• Excerpt:
▬▬▬▬▬▬▬▬▬▬

Convocation to Kick Off New Academic Year at Washington and Lee The event will be held at 5:30 p.m. on Sept. 3 on the Front Lawn with remarks by Alexandra R. Brown, Fletcher Otey Thomas Professor of Bible.
The Washington and Lee University community is invited to celebrate a new academic year with Convocation at 5:30 p.m. Wednesday, Sept. 3 on the Front Lawn. Dinner will follow on Cannan Green. This event is a great opportunity to meet the first-year undergraduate and law students as well as to welcome seniors and third-year law students back for their final year.
Alexandra R. Brown, Fletcher Otey Thomas Professor of Bible at W&L, will deliver this year’s remarks, titled “Learn we are keepers only: the rest is commentary.”
“We are inheritors of a deeply intercultural, transdisciplinary and manifoldly diverse tradition — the tradition of the seven liberal arts — practices of thought and imagination not only befitting the free person but begetting freedom,” said Brown. “The tradition extends from classical Greece through the development of monasteries in the Middle Ages to the rise of the university and its transformation in modern times. Like every living tradition, it is continually under revision. That is how it lives; that is its nature. We are called together in convocation as ‘keepers’ not of a static canon but of a shared humanity, that saturated mutuality on which the future of the planet depends.”

▬▬▬▬▬▬▬▬▬▬

• Dataset:
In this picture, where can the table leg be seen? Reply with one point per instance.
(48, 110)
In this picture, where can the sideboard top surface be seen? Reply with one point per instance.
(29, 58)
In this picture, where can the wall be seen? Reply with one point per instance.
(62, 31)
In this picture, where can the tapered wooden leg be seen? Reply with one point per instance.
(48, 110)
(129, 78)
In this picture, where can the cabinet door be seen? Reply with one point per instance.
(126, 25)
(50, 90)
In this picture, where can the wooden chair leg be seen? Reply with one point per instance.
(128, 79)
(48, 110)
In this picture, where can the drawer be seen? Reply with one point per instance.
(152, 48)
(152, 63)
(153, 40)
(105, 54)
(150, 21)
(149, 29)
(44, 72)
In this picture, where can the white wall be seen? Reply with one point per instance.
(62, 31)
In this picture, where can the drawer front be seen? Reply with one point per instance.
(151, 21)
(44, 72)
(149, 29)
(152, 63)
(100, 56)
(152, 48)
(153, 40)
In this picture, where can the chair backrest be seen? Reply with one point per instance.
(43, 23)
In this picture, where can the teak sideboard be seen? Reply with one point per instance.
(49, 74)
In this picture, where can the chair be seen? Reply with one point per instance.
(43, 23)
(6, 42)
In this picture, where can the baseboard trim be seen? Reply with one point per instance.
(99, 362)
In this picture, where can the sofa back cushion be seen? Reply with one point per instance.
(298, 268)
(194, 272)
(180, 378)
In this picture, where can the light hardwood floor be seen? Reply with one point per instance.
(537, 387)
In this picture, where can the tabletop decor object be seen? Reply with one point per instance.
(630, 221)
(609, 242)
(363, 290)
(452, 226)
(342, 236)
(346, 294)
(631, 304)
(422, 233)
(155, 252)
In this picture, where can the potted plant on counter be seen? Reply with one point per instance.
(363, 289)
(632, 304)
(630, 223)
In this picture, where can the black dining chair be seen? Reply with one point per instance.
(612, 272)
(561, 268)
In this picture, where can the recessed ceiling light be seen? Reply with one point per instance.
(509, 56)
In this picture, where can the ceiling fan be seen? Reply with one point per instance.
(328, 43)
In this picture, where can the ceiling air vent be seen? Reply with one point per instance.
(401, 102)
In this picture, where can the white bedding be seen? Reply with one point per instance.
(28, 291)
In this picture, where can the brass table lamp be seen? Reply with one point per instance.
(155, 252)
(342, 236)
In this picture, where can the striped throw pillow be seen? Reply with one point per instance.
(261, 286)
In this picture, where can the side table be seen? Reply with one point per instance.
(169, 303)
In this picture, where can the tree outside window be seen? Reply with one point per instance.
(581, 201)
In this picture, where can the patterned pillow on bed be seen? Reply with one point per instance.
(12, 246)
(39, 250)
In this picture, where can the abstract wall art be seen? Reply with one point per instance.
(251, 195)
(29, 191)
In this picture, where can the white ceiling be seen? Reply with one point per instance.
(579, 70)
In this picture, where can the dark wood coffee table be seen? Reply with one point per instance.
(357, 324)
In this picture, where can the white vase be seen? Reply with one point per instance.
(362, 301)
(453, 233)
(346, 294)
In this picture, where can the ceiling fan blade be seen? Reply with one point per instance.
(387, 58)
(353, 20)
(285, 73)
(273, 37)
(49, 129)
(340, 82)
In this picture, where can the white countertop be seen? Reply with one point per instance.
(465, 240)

▬▬▬▬▬▬▬▬▬▬

Reproduce the whole Washington and Lee Convocation announcement word for word.

• Response area:
Convocation to Kick Off New Academic Year at Washington and Lee The event will be held at 5:30 p.m. on Sept. 3 on the Front Lawn with remarks by Alexandra R. Brown, Fletcher Otey Thomas Professor of Bible.
The Washington and Lee University community is invited to celebrate a new academic year with Convocation at 5:30 p.m. Wednesday, Sept. 3 on the Front Lawn. Dinner will follow on Cannan Green. This event is a great opportunity to meet the first-year undergraduate and law students as well as to welcome seniors and third-year law students back for their final year.
Alexandra R. Brown, Fletcher Otey Thomas Professor of Bible at W&L, will deliver this year’s remarks, titled “Learn we are keepers only: the rest is commentary.”
“We are inheritors of a deeply intercultural, transdisciplinary and manifoldly diverse tradition — the tradition of the seven liberal arts — practices of thought and imagination not only befitting the free person but begetting freedom,” said Brown. “The tradition extends from classical Greece through the development of monasteries in the Middle Ages to the rise of the university and its transformation in modern times. Like every living tradition, it is continually under revision. That is how it lives; that is its nature. We are called together in convocation as ‘keepers’ not of a static canon but of a shared humanity, that saturated mutuality on which the future of the planet depends.”